What needs to be done. In the introduction on the Word of God, what happened to the American missionary Martin Burnham?

Selected passage.
The Word Of God Is Alive

Bible Book: John  1 : 14
Subject: The Word of God; Jesus, Preach; Bible; Living God
Introduction

Those terrorists who flew airplanes into the Pentagon and the World Trade Center believed they were doing the will of God. By this heinous act they believed they would become martyrs and live in paradise forever with 70 virgins.

Recently an American missionary, Martin Burnham, was killed and his wife wounded resulting from a kidnapping by Muslim terrorists in the Philippines. But these terrorists are not unique. The pages of history are stained with the blood of victims killed by those who believed they knew what God is like and what God wants. By their torturous and murderous acts, they believed they were tools in God's hands carrying out His purpose.

The prime example is our Lord. The people who instigated His death were chief religious leaders of Israel. The high priest himself directed and sanctioned the plot. Here is the only man who was allowed in the temple's holy of holies, which according to Jewish belief was the one place on earth where God dwelled. But it was this man who said to rulers debating the fate of Jesus: "For you, it is better that one man die for the nation than for the whole nation to die." That is, killing Jesus is a good thing-good for us, good for the people. This is what God wants.

Pointing and labeling data:
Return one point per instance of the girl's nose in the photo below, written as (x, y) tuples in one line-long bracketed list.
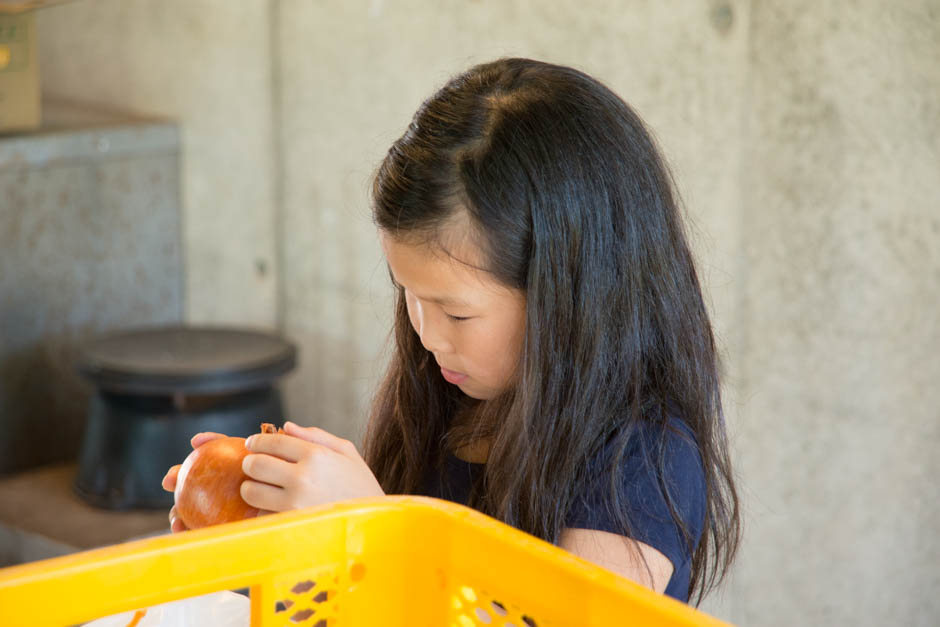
[(431, 329)]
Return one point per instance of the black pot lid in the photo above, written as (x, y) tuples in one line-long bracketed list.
[(186, 359)]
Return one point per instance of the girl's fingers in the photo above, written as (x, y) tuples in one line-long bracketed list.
[(264, 496), (268, 469), (176, 525), (201, 438), (169, 481), (288, 448), (319, 436)]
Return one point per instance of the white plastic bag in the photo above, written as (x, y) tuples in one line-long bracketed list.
[(219, 609)]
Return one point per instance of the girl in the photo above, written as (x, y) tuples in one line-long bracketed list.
[(554, 364)]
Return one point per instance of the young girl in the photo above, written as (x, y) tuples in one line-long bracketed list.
[(554, 364)]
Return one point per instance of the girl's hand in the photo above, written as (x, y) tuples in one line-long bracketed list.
[(304, 467), (169, 481)]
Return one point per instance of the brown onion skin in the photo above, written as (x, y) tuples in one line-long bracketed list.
[(208, 485)]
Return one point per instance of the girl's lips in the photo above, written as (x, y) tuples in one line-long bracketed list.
[(453, 377)]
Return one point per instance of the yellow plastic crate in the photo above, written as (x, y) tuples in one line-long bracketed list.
[(391, 561)]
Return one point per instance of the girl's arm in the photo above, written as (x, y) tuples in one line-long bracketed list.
[(621, 555)]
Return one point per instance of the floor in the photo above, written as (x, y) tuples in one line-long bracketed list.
[(40, 517)]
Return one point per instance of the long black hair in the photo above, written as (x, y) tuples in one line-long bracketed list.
[(571, 203)]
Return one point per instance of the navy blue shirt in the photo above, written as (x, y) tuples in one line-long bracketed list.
[(647, 508)]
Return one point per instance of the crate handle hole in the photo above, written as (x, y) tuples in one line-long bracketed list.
[(303, 586), (301, 616)]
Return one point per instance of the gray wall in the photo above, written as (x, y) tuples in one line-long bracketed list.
[(804, 136)]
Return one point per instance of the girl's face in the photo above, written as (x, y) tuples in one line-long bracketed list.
[(473, 325)]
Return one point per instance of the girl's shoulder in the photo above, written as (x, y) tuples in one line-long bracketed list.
[(648, 474)]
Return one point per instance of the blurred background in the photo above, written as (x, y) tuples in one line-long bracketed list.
[(805, 140)]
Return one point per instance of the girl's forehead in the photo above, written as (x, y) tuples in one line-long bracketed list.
[(426, 267)]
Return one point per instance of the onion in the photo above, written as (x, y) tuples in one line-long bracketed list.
[(208, 485)]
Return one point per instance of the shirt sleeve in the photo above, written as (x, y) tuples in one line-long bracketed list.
[(643, 496)]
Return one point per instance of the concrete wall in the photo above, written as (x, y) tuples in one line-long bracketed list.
[(206, 64), (804, 138)]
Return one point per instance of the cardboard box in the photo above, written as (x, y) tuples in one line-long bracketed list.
[(20, 104)]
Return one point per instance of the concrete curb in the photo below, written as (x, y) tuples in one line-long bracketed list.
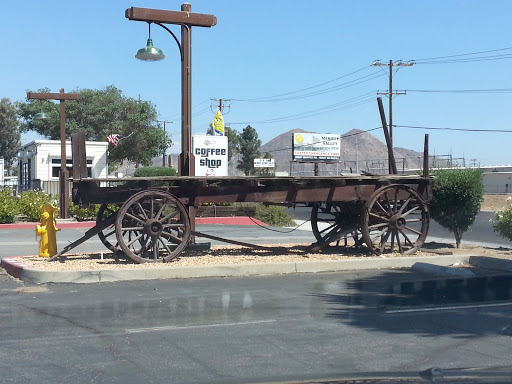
[(436, 265), (27, 273), (440, 270)]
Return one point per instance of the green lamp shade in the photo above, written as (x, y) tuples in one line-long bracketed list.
[(149, 52), (41, 116)]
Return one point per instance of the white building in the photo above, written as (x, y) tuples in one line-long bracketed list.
[(39, 163)]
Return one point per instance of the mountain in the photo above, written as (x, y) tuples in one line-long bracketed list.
[(360, 151), (371, 155)]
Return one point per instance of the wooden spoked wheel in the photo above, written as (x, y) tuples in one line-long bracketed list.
[(152, 226), (108, 235), (395, 219), (332, 222)]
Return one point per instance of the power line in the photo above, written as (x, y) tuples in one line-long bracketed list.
[(469, 60), (462, 54), (349, 103), (478, 91), (221, 106), (456, 129), (275, 97), (390, 92)]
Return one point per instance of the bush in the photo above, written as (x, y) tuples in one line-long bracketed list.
[(456, 199), (29, 203), (154, 172), (273, 215), (8, 206), (502, 224)]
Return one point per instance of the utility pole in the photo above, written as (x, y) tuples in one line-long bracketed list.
[(165, 135), (390, 92), (63, 173)]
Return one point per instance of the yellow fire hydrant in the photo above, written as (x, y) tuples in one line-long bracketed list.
[(47, 230)]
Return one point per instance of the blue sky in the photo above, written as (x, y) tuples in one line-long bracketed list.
[(281, 52)]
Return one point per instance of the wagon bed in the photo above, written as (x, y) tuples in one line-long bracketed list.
[(152, 219)]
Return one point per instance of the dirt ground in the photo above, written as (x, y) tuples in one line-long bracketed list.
[(226, 255), (221, 255)]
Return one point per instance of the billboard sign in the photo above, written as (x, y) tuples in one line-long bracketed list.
[(264, 163), (211, 155), (316, 146)]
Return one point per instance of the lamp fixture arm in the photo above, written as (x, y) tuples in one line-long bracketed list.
[(174, 36)]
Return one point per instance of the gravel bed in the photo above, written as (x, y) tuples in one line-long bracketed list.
[(222, 255)]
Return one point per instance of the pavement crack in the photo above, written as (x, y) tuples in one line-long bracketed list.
[(109, 342)]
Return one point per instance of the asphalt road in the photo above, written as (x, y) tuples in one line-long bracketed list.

Final answer. He was killed, and his wife was wounded, as a result of a kidnapping by Muslim terrorists in the Philippines.